(Entries taken from a collection)
···

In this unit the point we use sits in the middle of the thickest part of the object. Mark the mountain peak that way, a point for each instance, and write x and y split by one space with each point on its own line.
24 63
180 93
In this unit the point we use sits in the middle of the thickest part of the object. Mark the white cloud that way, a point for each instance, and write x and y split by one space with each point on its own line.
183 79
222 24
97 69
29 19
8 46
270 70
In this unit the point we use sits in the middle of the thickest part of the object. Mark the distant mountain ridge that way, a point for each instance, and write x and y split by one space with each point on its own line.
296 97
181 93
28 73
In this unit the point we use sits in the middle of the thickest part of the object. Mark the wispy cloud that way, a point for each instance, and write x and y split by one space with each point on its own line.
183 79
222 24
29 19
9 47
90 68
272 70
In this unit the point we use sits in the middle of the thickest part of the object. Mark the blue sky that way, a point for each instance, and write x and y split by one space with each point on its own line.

···

## Task
The expected output is every record, repeated exactly.

## Task answer
In this unit the point we use sits in the middle of the thickest part of the object. Mark the mountain peak that way, a point for each instance, and write x and y split by one space with each point on its own line.
24 63
180 93
In this unit the point we use sits in the middle of the thickest part of the object. Mark the white cloud that way, a point for each instance, and write x and y split by one space with each point on its own line.
183 79
222 24
97 69
29 19
8 46
270 70
In this unit the point we use sits in the middle of the thickest part of the object. Mark the distant mountain ridge that way, a point for each instance, and write x and y split by one space with each point on its own line.
296 97
181 93
28 73
In this unit the point we use sits in the middle of the thickest part of the object. Mark the wispy cloud that way, a point for each instance, and write x and y split by one space with each point on its own line.
183 79
222 24
29 19
9 47
90 68
272 70
In this unit the point we use sits in the middle of the thickest part of the object. Mark the blue sky that way, a point for each instance, and write x and y split by one space with each point on its own line.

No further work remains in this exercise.